### WHAT TO PRODUCE
Every entry that follows should be reproduced exactly.

◇ ◇ ◇ ◇

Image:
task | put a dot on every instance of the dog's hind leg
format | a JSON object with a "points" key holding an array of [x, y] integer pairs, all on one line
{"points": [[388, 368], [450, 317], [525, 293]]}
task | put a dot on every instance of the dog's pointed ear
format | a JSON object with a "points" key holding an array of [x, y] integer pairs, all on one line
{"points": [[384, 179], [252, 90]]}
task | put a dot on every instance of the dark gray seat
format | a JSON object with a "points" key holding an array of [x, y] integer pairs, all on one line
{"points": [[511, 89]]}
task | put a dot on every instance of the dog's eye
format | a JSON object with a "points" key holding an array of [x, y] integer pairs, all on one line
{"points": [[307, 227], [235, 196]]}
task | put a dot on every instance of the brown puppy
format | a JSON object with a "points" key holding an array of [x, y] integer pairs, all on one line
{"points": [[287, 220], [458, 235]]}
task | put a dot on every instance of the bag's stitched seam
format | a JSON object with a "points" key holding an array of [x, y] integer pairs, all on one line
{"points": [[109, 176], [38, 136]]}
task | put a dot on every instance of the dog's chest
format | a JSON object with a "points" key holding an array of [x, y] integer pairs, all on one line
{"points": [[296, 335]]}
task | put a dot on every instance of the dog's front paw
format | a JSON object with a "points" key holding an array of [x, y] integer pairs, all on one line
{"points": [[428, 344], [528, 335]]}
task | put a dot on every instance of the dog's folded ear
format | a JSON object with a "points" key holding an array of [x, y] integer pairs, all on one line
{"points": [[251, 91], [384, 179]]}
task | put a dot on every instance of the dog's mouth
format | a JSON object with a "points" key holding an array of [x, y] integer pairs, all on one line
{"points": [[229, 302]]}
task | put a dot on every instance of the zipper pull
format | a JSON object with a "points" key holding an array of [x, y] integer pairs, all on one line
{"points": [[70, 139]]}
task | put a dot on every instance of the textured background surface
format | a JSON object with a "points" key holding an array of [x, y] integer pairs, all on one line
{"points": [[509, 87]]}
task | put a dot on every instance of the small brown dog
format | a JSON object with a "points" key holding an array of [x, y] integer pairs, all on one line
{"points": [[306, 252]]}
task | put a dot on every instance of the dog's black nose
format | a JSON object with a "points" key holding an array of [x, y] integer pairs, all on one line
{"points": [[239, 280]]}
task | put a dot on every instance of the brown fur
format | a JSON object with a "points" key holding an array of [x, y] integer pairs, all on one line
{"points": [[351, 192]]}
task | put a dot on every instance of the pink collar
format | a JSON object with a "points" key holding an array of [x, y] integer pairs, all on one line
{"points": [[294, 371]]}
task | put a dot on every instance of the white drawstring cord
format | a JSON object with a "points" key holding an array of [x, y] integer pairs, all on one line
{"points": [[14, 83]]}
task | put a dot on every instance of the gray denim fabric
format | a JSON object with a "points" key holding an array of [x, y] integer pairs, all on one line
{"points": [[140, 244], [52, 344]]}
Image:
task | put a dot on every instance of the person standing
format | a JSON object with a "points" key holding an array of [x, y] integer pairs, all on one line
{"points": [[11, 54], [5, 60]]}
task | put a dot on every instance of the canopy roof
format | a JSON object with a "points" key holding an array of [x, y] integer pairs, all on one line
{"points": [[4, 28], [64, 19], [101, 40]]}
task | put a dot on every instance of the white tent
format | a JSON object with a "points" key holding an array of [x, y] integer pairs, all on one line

◇ ◇ ◇ ◇

### EXERCISE RESPONSE
Image:
task | put a dot on every instance of the dog's hind leg
format | a JSON object with a "points" key holding an array of [x, y] integer pairs, all on one line
{"points": [[388, 368], [450, 317], [525, 293]]}
task | put a dot on every instance of the dog's pointed ear
format | a JSON object with a "points" key holding an array of [x, y] integer pairs, all on one line
{"points": [[384, 179], [252, 90]]}
task | put a dot on every instance of the dark gray seat
format | a JSON object with a "points" key holding an array of [x, y] integer pairs, all on one line
{"points": [[511, 89]]}
task | put a dot on every instance of the dog's eye
format | a JSON object with a "points" key holding an array of [x, y] integer pairs, all on one line
{"points": [[307, 227], [235, 196]]}
task | put a dot on every instance of the brown puppy
format | a JSON object with a "points" key holding an array of [x, y] integer pairs, all on one line
{"points": [[287, 220], [458, 235]]}
task | put a dot on every instance of the bag's stitched seam
format | a JSON object with a "points" key holding an array of [x, y] integer pairs, all on one line
{"points": [[109, 176], [38, 136]]}
task | put a dot on every instance of the dog's chest
format | a JSON object with a "points" key holding an array of [x, y] integer pairs, all on one line
{"points": [[296, 335]]}
task | put a dot on every instance of the dog's front paw
format | a JSON object with a "points" key holding an array of [x, y] integer pairs, all on one line
{"points": [[428, 344], [528, 335]]}
task | put a dot on every instance of the dog's folded ear
format | a JSON object with a "points" key holding an array of [x, y] integer pairs, all on one line
{"points": [[251, 91], [384, 179]]}
task | put a dot on every instance of the dog's mouth
format | a JSON object with a "points" key holding an array of [x, y] integer pairs, all on one line
{"points": [[229, 302]]}
task | put a dot on every instance of the zipper pull
format | a JSON object with a "points" key holding an array of [x, y] integer pairs, all on one line
{"points": [[70, 139]]}
task | put a dot on every instance of the textured background surface
format | a JSON object with a "points" key holding an array of [x, y] integer pairs, all on one line
{"points": [[509, 87]]}
task | put a dot on every instance of the small brown dog
format | a JSON object with a "points" key holding an array of [x, y] integer pairs, all on one line
{"points": [[306, 252]]}
task | put a dot on every instance of the dog's black nose
format | a JSON object with a "points" key holding an array of [x, y] integer pairs, all on one line
{"points": [[239, 280]]}
task | put a dot on every instance of the brown fur
format | a JSON object with a "points" key holding an array of [x, y] integer pairs, all on one line
{"points": [[351, 192]]}
task | put a dot on every instance of the pink collar
format | a JSON object with a "points" key holding an array of [x, y] integer pairs, all on one line
{"points": [[294, 371]]}
task | put a dot on every instance of the white drawstring cord
format | a JSON object with a "points" key holding an array of [x, y] integer pairs, all on one line
{"points": [[14, 83]]}
task | put a dot on every instance of the gray denim fabric
format | a JSON object with a "points" key holding an array of [x, y] integer pairs, all on one line
{"points": [[140, 244], [52, 344]]}
Image:
task | put a dot on every instance of the person standing
format | a JSON object with a "points" key holding an array of [x, y] integer pairs, all on one line
{"points": [[11, 54], [5, 60]]}
task | put a dot on every instance of the canopy roof
format | a JSON object with a "points" key holding an array of [x, y] integer pairs, all on one line
{"points": [[4, 28], [64, 19], [101, 40]]}
task | put a dot on every instance of the white tent
format | a JSON object with a "points" key holding an array of [x, y] integer pairs, all on one line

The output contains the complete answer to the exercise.